> [Your objective]:
Pick out every line in the records below that contains the string "panel" and copy those lines. A match must have the same uppercase and lowercase letters.
##########
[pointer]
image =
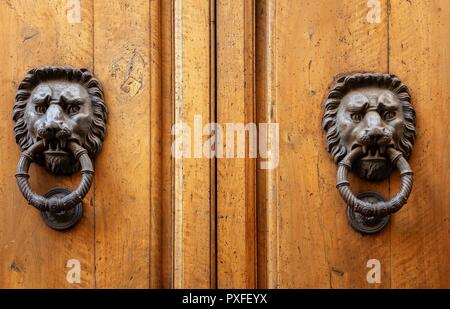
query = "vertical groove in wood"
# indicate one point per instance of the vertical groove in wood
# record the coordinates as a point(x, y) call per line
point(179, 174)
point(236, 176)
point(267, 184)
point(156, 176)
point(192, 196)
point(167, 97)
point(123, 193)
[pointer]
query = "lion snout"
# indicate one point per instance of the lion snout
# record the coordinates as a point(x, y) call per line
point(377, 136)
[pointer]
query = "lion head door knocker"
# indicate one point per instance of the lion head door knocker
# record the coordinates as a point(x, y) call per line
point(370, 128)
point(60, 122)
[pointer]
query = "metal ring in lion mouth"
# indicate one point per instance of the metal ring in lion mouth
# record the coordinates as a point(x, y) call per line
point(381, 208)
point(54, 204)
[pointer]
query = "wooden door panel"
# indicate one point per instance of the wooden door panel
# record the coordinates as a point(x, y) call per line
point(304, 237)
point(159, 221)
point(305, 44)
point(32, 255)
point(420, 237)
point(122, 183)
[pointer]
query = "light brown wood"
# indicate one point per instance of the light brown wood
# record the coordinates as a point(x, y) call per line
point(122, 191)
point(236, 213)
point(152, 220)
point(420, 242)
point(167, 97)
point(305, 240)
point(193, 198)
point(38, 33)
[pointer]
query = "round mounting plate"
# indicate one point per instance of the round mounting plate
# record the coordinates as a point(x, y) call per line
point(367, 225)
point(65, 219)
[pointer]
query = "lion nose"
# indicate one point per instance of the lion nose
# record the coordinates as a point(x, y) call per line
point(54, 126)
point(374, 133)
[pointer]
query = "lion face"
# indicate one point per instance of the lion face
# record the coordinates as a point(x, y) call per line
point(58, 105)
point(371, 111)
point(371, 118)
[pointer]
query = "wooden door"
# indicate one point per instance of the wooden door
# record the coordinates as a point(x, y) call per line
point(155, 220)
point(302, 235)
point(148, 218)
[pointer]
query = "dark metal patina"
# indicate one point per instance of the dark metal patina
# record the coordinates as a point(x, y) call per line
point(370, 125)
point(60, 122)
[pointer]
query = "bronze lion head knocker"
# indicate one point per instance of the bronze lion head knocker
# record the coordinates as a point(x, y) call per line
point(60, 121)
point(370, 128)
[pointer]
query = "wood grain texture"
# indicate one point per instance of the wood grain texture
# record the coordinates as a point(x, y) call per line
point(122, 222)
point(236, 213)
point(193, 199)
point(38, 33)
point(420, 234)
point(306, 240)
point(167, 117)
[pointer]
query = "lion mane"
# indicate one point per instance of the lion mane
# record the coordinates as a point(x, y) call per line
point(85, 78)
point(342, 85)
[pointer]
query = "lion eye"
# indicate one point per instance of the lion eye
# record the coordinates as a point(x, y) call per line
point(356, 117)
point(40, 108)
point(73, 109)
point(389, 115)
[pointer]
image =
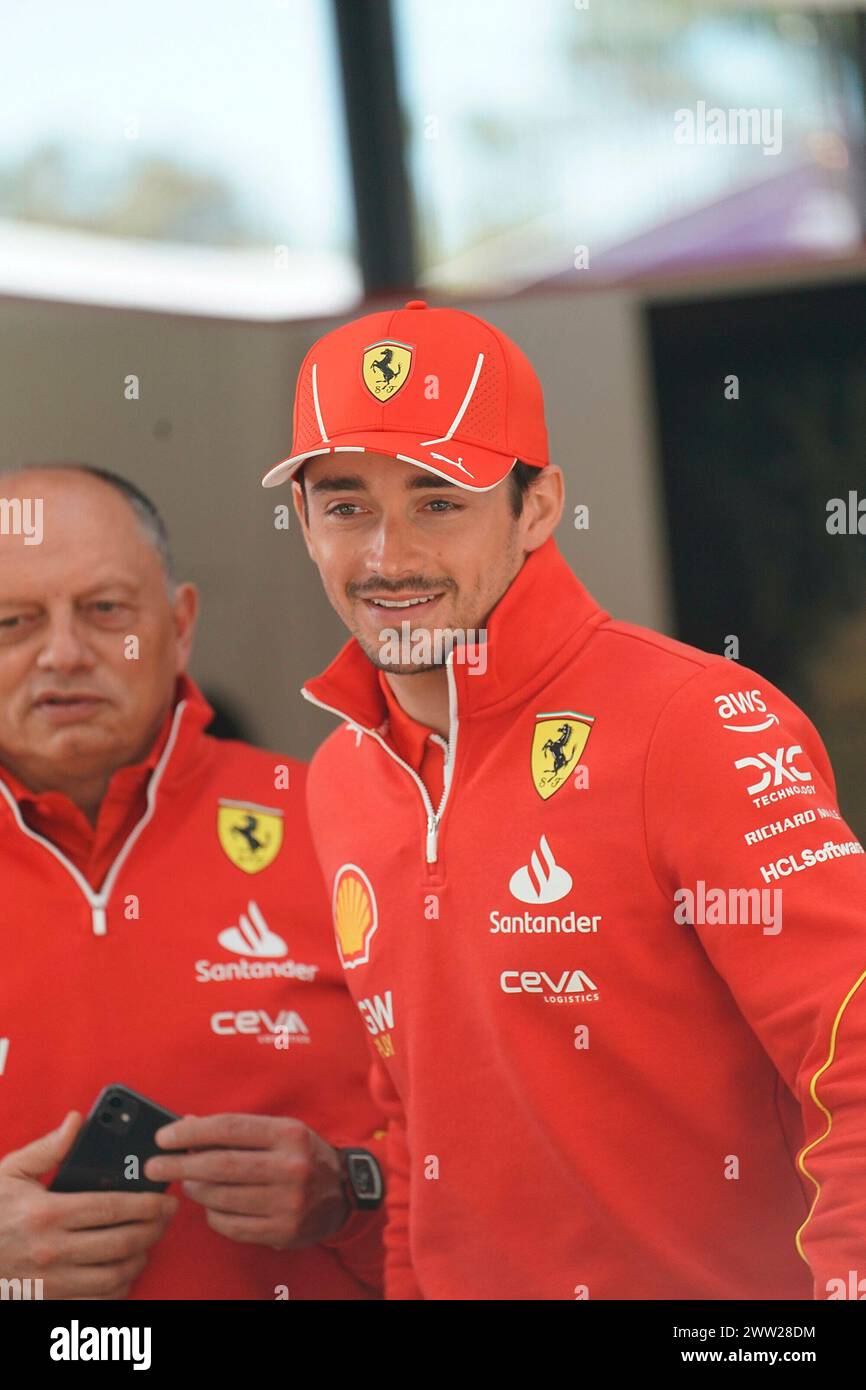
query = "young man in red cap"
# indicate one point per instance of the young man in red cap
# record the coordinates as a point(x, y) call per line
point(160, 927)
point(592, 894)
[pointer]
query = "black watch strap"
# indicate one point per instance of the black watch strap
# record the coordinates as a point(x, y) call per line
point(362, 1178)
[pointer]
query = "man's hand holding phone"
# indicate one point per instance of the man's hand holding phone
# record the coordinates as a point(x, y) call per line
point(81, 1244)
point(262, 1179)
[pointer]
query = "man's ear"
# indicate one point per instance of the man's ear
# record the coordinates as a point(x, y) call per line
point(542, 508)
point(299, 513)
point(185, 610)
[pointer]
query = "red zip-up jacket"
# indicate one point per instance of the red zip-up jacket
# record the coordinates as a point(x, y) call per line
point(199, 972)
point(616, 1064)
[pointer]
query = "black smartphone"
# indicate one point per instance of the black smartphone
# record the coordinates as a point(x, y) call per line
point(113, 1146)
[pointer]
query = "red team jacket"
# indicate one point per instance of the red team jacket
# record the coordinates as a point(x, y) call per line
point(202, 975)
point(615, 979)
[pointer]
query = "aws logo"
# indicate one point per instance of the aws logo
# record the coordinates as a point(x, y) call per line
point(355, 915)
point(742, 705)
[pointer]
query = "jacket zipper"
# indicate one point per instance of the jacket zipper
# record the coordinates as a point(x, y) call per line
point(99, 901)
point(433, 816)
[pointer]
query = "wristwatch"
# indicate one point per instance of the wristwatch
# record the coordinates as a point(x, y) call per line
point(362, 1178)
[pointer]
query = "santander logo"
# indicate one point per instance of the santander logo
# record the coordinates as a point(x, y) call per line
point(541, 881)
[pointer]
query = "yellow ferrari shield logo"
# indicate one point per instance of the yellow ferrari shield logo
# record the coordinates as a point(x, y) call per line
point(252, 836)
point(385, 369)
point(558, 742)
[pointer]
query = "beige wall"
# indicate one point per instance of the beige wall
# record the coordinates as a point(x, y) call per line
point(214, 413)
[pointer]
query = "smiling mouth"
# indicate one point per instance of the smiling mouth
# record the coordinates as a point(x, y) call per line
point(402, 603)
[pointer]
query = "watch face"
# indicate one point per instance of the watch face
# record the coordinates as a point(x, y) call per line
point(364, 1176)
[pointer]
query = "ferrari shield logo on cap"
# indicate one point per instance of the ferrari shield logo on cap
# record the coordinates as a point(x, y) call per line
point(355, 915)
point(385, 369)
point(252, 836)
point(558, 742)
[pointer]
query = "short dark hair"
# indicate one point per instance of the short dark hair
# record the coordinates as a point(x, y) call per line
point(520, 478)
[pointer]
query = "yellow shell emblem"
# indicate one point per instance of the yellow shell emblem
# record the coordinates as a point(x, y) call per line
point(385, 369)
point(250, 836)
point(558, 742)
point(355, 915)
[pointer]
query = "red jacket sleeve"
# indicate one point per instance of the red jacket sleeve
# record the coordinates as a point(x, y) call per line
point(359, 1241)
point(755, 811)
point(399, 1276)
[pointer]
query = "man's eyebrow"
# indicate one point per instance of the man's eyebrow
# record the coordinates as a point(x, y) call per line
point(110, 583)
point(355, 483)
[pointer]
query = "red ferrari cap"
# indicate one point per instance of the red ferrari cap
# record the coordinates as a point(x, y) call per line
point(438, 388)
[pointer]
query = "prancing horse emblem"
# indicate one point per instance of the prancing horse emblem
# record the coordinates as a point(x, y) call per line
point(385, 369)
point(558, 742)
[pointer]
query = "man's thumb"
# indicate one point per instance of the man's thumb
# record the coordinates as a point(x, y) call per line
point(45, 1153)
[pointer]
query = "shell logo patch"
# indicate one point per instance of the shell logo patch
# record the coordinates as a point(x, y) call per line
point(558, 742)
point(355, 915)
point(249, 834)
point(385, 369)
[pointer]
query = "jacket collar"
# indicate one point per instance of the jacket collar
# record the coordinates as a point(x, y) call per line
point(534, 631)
##########
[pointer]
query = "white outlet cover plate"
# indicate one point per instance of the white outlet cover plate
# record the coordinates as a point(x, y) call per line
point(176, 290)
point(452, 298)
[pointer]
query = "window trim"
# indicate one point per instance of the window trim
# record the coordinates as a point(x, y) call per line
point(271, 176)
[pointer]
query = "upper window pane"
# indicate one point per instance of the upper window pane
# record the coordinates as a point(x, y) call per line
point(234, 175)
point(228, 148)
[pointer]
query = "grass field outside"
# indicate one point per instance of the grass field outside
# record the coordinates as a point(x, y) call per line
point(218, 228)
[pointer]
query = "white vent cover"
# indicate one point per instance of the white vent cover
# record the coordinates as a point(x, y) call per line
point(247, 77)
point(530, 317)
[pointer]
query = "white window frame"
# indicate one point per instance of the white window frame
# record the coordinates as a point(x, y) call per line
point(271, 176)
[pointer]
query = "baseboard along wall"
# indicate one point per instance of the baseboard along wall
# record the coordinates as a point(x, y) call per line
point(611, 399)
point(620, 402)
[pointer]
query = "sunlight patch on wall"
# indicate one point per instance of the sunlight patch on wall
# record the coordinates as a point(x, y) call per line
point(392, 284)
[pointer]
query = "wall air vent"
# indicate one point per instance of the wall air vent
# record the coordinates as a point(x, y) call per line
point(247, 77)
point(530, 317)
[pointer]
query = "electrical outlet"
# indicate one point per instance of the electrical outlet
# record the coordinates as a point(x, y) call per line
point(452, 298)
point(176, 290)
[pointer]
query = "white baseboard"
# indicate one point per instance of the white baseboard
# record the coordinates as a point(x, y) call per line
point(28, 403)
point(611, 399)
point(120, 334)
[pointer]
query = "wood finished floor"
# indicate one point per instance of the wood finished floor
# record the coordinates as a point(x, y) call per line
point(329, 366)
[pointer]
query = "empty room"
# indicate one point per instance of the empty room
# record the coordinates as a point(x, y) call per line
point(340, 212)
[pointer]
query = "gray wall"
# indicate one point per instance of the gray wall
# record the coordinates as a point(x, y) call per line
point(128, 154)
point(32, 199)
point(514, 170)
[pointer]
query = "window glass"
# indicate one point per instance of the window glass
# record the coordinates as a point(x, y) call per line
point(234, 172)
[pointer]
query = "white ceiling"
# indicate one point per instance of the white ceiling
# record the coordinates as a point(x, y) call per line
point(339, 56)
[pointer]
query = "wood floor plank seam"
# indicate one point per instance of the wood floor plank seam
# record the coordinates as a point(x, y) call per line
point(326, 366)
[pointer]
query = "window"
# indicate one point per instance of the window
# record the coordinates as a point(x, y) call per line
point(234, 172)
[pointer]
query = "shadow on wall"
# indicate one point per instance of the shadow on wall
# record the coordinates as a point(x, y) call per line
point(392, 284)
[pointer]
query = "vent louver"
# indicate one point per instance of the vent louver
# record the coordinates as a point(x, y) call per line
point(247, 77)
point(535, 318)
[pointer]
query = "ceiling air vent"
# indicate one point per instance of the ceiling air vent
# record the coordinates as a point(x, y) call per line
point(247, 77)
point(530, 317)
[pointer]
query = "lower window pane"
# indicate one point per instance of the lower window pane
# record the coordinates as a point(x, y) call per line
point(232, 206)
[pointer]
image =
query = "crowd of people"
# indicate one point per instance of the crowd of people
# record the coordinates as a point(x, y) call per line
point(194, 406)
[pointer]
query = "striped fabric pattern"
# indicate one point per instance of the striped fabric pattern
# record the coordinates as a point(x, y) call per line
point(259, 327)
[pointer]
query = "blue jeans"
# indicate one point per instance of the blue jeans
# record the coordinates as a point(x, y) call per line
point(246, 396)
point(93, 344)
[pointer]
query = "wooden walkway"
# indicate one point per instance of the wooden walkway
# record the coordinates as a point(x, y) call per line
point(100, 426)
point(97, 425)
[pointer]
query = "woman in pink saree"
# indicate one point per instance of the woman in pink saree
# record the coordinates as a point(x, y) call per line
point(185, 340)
##########
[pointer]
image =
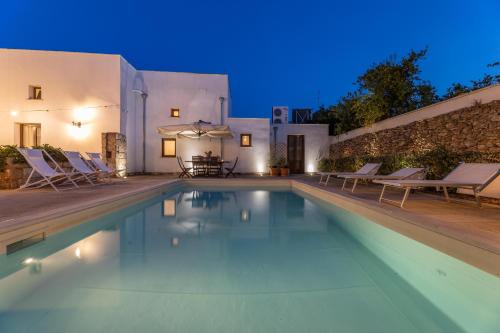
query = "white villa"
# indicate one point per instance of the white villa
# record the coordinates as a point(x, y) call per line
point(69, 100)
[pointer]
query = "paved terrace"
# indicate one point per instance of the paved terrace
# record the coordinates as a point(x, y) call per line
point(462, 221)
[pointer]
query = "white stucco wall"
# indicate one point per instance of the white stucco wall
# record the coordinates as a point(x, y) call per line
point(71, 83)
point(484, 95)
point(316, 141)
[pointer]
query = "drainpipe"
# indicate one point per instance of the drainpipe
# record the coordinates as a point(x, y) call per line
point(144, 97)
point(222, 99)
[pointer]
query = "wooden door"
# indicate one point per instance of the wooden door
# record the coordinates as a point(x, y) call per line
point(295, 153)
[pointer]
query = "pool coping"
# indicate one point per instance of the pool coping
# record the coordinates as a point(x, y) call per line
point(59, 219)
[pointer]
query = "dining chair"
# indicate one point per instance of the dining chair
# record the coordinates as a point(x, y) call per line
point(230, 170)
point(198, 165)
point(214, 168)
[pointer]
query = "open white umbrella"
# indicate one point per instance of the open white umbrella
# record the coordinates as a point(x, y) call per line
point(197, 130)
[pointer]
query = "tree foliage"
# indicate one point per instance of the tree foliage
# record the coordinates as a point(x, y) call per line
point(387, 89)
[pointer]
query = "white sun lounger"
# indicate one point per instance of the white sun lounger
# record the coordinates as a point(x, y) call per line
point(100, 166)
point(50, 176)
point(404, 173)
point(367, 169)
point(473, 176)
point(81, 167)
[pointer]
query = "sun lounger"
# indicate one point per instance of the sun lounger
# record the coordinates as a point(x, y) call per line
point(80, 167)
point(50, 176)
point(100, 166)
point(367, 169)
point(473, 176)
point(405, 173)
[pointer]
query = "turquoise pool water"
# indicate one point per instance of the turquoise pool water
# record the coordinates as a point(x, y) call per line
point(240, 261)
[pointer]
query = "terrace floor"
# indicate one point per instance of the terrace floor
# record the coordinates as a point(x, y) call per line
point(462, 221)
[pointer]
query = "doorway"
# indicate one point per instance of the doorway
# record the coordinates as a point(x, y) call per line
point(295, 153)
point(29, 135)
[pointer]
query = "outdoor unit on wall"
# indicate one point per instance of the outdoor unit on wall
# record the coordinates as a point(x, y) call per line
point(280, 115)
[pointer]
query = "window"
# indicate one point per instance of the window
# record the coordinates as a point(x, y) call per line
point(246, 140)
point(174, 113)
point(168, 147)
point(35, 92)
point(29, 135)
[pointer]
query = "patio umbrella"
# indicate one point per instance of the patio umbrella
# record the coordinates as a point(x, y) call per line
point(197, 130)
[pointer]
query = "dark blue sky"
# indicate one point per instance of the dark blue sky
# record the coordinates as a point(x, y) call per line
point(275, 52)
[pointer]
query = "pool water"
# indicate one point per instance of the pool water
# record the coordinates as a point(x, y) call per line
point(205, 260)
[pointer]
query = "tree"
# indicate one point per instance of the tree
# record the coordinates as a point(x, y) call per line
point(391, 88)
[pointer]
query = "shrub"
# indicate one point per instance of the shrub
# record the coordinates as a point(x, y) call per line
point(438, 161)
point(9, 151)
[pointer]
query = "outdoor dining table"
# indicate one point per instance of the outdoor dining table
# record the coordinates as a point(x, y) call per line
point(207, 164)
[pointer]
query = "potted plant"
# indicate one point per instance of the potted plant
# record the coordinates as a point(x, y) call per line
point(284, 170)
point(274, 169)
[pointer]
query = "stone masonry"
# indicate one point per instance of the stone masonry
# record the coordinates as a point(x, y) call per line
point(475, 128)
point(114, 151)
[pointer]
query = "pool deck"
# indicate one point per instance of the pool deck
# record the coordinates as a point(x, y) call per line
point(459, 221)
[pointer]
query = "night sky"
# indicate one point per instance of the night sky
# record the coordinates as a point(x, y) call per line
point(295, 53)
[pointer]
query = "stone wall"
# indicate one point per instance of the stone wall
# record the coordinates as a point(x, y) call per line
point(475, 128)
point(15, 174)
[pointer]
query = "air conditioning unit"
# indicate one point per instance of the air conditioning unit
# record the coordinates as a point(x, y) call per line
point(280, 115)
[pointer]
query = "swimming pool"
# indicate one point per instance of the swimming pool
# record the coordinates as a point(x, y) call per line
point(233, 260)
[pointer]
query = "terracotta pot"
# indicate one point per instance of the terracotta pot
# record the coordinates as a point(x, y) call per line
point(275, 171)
##########
> [Task result]:
query = "wooden door panel"
# indicate one point per instance of the wooden door panel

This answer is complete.